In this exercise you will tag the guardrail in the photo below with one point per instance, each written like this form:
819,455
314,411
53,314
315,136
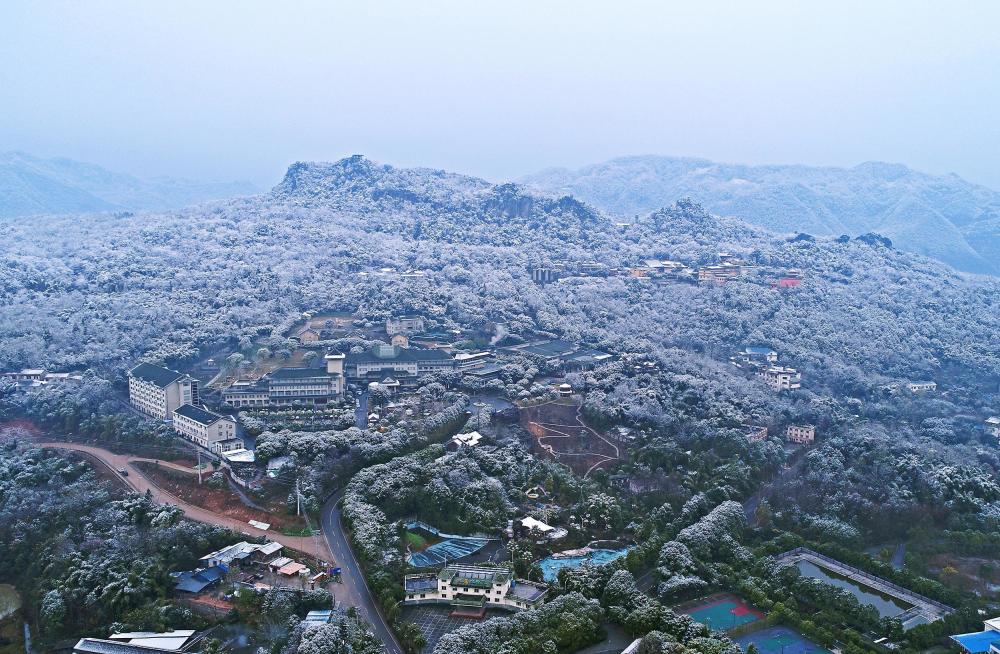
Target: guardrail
906,592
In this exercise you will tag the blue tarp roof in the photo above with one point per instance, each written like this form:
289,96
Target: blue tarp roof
978,642
195,581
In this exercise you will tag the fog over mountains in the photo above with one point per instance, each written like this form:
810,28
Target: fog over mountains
32,185
944,217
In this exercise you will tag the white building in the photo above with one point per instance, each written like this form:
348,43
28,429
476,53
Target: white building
241,551
780,378
529,524
473,588
158,391
404,325
803,435
204,427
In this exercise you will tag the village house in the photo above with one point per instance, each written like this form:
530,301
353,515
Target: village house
803,435
239,553
757,355
471,589
719,274
158,391
404,325
781,378
204,427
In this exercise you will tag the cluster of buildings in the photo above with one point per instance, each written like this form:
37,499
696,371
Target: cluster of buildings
285,387
555,272
471,589
166,394
798,434
31,378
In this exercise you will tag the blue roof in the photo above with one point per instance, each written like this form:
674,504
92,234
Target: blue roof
978,642
195,581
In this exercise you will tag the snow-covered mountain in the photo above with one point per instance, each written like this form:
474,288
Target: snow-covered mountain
433,204
944,217
31,185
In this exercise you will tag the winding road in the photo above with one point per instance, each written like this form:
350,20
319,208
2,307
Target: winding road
352,592
140,483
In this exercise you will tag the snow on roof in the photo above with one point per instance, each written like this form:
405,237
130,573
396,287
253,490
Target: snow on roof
531,523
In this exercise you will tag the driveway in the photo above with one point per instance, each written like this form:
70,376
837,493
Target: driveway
138,482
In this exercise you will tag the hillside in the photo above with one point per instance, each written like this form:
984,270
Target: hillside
433,204
943,217
31,185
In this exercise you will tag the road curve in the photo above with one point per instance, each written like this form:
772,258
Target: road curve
140,483
355,589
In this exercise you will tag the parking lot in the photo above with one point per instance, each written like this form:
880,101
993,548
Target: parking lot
435,622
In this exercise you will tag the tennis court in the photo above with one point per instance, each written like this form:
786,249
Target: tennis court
780,640
723,613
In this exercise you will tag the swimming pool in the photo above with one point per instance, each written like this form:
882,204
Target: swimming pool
552,565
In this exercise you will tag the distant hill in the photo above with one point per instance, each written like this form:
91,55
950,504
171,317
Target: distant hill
944,217
433,204
31,185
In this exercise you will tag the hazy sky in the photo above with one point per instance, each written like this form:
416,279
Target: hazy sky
238,90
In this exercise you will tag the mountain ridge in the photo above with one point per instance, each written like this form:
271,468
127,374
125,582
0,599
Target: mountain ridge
944,217
31,185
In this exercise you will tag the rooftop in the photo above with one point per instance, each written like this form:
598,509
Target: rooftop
390,353
474,576
527,590
155,375
298,373
101,646
198,414
418,583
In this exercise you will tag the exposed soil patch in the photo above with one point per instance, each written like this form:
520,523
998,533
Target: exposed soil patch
218,500
558,432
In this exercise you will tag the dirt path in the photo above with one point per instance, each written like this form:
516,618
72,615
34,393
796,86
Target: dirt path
140,483
554,431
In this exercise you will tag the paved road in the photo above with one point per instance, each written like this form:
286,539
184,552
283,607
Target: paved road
354,591
361,413
139,482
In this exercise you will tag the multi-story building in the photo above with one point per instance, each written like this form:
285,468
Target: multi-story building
287,386
803,435
290,386
158,391
204,427
403,364
248,393
404,325
720,273
781,378
473,588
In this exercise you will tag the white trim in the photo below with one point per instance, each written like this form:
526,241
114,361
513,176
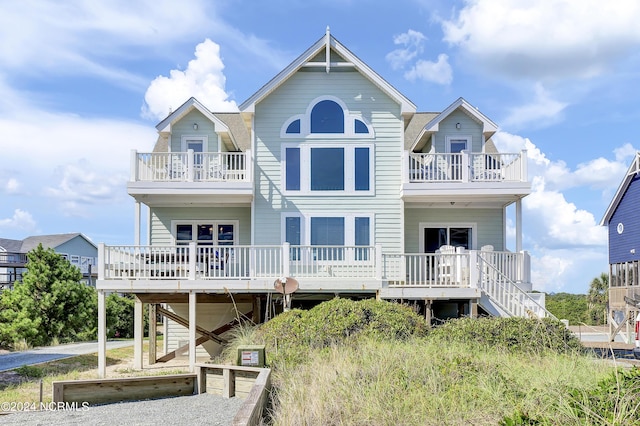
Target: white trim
467,138
214,222
349,226
406,106
349,168
349,123
448,225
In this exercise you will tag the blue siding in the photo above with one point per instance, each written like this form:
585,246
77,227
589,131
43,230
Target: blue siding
622,246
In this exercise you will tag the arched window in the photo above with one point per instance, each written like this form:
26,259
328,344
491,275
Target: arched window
327,117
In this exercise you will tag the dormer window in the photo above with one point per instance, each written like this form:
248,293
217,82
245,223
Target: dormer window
294,127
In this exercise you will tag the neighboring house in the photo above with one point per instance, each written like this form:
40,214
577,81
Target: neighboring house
76,248
330,176
622,220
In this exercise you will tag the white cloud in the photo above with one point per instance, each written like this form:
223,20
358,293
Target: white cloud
83,37
599,173
66,156
548,271
203,79
542,111
439,72
20,220
562,224
567,270
546,38
413,42
12,186
81,188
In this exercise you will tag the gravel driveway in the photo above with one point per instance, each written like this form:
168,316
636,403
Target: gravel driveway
199,409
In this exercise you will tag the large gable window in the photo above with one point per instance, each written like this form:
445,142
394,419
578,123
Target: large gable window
313,169
327,117
327,169
328,235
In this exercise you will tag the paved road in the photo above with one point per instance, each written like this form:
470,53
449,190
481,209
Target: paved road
35,356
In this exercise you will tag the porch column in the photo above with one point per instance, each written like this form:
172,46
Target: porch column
192,331
427,312
136,224
102,335
138,333
519,225
153,335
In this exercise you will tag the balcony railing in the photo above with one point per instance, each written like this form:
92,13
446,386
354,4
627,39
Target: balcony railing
236,262
190,166
342,262
467,167
11,258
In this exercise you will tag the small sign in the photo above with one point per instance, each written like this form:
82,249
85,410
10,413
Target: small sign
251,356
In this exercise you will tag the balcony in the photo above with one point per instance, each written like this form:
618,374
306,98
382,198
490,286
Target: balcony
317,268
200,178
486,178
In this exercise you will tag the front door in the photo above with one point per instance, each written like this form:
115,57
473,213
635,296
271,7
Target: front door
436,237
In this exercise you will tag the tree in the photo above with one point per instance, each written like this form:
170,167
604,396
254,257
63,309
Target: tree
598,298
50,303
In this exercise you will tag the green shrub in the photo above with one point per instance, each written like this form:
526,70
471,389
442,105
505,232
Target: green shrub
29,371
289,335
514,334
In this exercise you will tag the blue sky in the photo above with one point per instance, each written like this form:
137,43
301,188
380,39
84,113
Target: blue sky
82,83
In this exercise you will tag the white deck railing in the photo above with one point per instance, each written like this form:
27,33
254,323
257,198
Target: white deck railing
506,293
467,167
451,270
190,166
236,262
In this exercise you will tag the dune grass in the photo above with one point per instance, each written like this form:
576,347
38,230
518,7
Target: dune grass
73,368
423,383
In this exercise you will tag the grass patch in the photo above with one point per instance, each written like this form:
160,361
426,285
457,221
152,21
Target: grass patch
74,368
351,363
420,382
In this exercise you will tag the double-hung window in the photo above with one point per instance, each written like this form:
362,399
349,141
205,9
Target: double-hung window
328,235
206,233
328,170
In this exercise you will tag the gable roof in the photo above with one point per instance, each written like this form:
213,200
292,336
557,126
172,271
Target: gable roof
52,241
225,123
633,170
327,44
47,241
12,246
190,104
488,126
414,130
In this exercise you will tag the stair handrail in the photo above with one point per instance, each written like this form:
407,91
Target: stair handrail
505,279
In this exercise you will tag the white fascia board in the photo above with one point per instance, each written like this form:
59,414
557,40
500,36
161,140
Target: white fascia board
406,106
192,103
488,126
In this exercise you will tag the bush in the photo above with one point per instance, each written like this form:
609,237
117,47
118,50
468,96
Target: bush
30,371
513,334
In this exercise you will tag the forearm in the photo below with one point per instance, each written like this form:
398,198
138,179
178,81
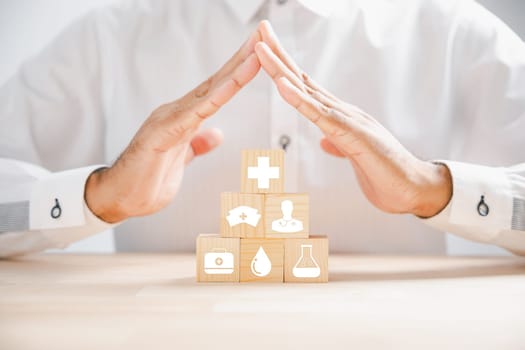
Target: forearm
496,218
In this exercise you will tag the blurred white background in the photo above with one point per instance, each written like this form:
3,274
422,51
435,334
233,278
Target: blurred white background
27,25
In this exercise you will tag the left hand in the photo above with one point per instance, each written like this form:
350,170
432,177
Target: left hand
392,178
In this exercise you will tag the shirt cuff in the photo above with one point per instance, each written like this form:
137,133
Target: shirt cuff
481,205
57,201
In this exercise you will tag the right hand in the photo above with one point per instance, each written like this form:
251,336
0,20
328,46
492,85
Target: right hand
147,175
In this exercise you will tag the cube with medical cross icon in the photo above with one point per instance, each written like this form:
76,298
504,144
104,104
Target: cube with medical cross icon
242,215
264,232
262,171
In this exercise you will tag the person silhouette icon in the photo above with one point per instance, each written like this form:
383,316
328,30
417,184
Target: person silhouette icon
287,224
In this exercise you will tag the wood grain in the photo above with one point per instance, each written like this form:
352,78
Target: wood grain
229,201
294,249
138,301
250,159
273,213
215,251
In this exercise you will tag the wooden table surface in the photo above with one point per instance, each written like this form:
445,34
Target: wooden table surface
127,301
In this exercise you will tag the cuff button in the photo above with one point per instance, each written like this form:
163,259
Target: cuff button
483,208
56,211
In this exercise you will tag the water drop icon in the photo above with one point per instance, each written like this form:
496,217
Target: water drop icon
261,264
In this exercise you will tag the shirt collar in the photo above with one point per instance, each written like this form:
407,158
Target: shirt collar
245,10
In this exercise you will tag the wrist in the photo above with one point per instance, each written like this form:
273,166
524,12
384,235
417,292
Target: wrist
99,197
434,192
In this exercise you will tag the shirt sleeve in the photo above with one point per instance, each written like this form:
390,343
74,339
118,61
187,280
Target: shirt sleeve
487,205
41,210
52,118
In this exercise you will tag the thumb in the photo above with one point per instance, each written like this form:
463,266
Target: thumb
204,142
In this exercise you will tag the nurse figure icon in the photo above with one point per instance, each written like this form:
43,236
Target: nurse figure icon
287,224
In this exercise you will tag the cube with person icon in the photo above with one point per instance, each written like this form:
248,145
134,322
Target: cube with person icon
286,215
264,232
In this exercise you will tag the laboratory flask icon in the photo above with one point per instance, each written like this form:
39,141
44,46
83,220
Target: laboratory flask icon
306,266
261,264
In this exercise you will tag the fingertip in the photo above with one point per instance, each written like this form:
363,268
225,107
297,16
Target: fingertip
330,148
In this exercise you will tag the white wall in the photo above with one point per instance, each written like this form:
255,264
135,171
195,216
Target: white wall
27,25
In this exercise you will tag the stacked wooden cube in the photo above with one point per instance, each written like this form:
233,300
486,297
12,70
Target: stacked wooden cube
264,232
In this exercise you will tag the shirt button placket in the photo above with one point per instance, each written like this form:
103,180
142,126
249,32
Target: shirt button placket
284,119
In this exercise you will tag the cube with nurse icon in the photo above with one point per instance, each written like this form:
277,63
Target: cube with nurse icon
242,215
264,232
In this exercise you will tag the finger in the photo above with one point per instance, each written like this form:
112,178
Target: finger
275,68
268,36
331,121
239,57
203,143
331,149
224,92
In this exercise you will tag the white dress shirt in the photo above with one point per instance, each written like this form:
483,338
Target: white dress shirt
447,78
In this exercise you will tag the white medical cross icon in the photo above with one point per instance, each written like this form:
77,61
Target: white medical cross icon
263,172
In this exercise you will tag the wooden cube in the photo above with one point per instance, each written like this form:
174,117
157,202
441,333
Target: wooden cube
262,171
262,260
306,260
286,215
242,215
217,258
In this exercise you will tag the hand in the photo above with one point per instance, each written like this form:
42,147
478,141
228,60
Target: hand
391,177
148,174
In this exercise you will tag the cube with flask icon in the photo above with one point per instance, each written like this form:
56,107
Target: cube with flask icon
264,232
306,259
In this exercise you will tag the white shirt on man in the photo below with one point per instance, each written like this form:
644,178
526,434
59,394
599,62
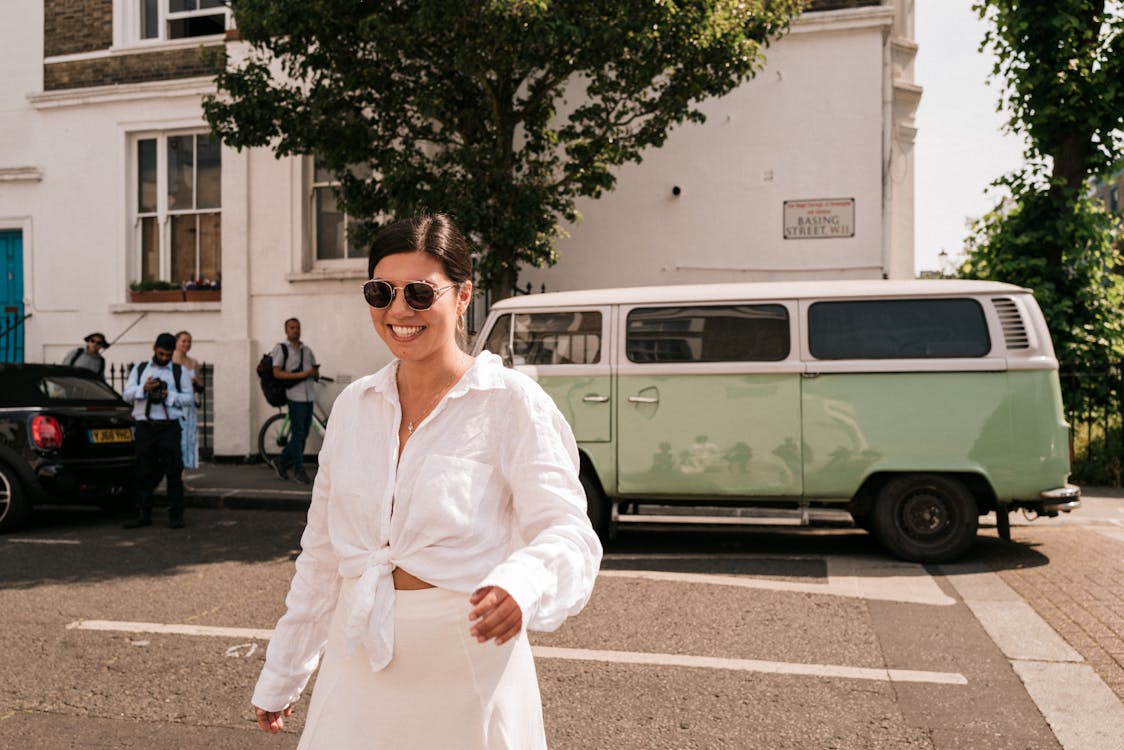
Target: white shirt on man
486,493
299,359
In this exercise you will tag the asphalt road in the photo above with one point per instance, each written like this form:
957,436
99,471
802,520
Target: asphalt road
742,639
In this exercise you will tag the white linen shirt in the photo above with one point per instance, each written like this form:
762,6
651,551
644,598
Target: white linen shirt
486,493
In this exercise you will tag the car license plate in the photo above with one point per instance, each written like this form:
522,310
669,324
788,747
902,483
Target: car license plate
115,435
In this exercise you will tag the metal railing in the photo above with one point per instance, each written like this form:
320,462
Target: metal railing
11,336
116,376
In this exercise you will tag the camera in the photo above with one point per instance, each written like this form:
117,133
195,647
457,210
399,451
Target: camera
157,394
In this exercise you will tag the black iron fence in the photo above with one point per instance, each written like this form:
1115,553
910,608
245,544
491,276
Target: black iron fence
1095,409
117,375
11,335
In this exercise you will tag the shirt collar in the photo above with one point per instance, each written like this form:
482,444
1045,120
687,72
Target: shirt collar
486,373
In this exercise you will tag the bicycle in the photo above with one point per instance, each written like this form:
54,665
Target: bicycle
273,436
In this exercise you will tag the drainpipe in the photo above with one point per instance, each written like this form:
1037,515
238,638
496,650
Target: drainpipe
887,143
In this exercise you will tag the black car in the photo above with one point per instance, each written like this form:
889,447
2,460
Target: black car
65,437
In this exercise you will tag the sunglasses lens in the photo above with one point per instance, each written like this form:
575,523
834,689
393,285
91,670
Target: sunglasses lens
418,295
378,294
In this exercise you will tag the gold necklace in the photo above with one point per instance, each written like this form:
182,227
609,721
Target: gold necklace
413,424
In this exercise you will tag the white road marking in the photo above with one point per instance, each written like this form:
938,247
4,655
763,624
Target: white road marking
854,577
582,654
171,630
44,541
752,665
1081,710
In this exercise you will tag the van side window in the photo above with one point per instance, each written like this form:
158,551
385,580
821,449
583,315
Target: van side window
571,337
897,328
726,333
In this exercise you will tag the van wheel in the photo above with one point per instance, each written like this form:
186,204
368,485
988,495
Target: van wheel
596,506
925,517
14,506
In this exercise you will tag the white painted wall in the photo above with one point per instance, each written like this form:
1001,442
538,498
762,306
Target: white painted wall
810,125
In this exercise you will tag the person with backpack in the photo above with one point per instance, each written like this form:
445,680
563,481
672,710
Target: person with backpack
159,392
295,364
89,358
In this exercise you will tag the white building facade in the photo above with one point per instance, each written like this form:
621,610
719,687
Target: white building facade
108,175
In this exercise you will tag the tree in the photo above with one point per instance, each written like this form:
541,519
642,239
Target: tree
501,113
1060,64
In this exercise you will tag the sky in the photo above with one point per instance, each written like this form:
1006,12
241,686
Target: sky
960,148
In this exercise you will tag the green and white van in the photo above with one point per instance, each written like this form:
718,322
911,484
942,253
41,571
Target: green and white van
917,406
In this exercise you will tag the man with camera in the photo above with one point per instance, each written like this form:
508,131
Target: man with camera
157,398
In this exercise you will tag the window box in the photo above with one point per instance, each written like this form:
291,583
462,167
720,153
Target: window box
156,296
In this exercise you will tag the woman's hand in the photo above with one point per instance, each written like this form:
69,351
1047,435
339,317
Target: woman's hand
271,721
495,614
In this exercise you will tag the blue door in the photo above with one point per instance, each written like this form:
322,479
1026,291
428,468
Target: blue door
11,297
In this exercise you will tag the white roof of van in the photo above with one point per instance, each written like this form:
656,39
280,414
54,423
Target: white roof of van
758,290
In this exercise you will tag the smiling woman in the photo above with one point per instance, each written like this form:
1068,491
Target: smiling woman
478,533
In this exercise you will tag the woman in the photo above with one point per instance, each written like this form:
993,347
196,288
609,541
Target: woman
189,437
446,518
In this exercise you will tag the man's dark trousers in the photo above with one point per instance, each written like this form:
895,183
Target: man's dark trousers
159,455
300,421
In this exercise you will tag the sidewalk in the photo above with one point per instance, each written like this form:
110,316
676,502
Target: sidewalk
245,486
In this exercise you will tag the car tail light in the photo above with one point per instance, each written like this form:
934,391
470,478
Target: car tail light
46,432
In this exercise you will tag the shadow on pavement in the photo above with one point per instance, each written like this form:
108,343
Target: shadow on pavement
82,545
783,552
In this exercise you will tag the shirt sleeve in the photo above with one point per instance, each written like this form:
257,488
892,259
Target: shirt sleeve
133,390
552,577
302,632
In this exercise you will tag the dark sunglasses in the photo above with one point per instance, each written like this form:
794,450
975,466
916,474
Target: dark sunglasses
418,295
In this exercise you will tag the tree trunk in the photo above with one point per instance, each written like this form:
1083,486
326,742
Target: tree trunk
1070,171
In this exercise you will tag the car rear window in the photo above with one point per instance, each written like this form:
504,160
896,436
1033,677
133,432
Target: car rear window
718,333
897,328
568,337
69,388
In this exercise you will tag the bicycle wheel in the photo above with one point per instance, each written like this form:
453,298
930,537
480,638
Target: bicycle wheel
273,436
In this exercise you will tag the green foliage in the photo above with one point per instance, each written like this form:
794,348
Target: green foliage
1061,70
501,113
1081,297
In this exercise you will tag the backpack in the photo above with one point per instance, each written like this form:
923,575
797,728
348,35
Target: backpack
177,371
272,389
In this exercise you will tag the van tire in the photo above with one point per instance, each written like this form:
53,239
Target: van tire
925,517
14,505
596,506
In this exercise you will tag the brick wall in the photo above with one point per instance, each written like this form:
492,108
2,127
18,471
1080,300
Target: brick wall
71,26
164,65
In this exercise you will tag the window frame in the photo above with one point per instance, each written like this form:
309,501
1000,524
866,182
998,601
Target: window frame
792,363
163,214
128,28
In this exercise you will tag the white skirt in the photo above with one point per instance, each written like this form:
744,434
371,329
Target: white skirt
441,690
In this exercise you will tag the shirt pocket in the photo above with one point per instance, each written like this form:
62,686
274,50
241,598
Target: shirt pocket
446,497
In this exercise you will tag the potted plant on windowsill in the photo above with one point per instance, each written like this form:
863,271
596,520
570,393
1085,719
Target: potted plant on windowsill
202,290
155,291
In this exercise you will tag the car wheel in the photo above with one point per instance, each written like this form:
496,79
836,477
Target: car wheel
925,517
14,506
596,506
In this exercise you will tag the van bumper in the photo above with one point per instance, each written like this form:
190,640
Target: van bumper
1061,499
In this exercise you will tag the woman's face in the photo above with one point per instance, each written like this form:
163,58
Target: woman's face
418,335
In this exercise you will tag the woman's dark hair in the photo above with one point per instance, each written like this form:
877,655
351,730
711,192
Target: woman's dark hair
434,234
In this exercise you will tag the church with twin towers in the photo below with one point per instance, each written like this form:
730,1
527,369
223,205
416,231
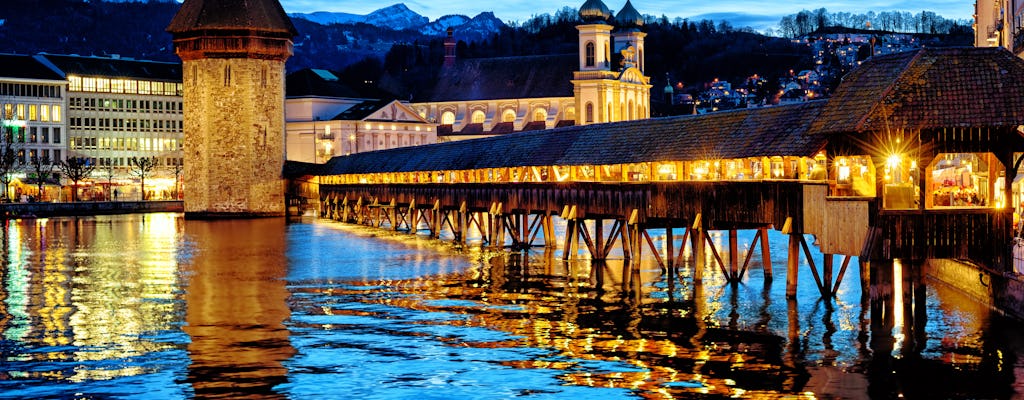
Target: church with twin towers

**The task**:
Beginning at the line with "In this exercise you will tag the backpack", reproduce each line exactly through the last line of the records above, with pictures left out.

**Response for this exercise**:
In this exercise you will tag the backpack in the photo above with one point per instance, each written like this form:
923,575
797,728
348,35
Target: backpack
177,371
272,389
In this exercise you will tag the van tire in the photo above with one point per instance, each written like this form:
53,239
Target: van tire
925,517
14,505
596,506
In this exercise you will tag the brick wall in the photo above with one point per instance, each written like this form:
492,108
2,127
18,471
1080,300
Target: brick wall
71,26
164,65
In this exercise you will tag the window frame in the photo above with one point per instance, each written like this form:
309,501
1000,524
866,182
998,601
Target: window frame
792,363
163,214
128,28
In this exercise you will tag the white skirt in the photo above with one point per instance, each written like this form:
744,434
371,329
Target: white skirt
441,690
In this exercise you will tag the shirt pocket in the photo above with one point per instance, each written like this form:
62,686
274,50
241,598
Target: shirt pocket
446,497
In this exercise you will tag the potted plant on windowsill in the photo above with one point per instance, each written like this form:
863,271
596,520
570,393
1085,719
Target: potted plant on windowsill
202,290
155,291
In this exercise you will tag the car wheel in the photo above with one point per instance, each written like this form:
496,79
836,477
Target: car wheel
925,517
14,506
596,506
In this exercise you will tag the van bumper in the photo above with one point per instance, each written like this form:
190,640
Target: van bumper
1061,499
In this exercise you will tag the woman's face in the photo above with one point per instance, each written like this form:
163,58
Target: woman's face
418,335
In this exercise you will tag the woman's dark hair in the photo above with one point per instance, each written like this form:
877,655
351,730
711,192
Target: woman's dark hair
434,234
In this exercise you will tag the church with twin towers in the photo below with one point per instance, each written like this form:
730,1
527,369
223,205
416,231
Target: church with twin towers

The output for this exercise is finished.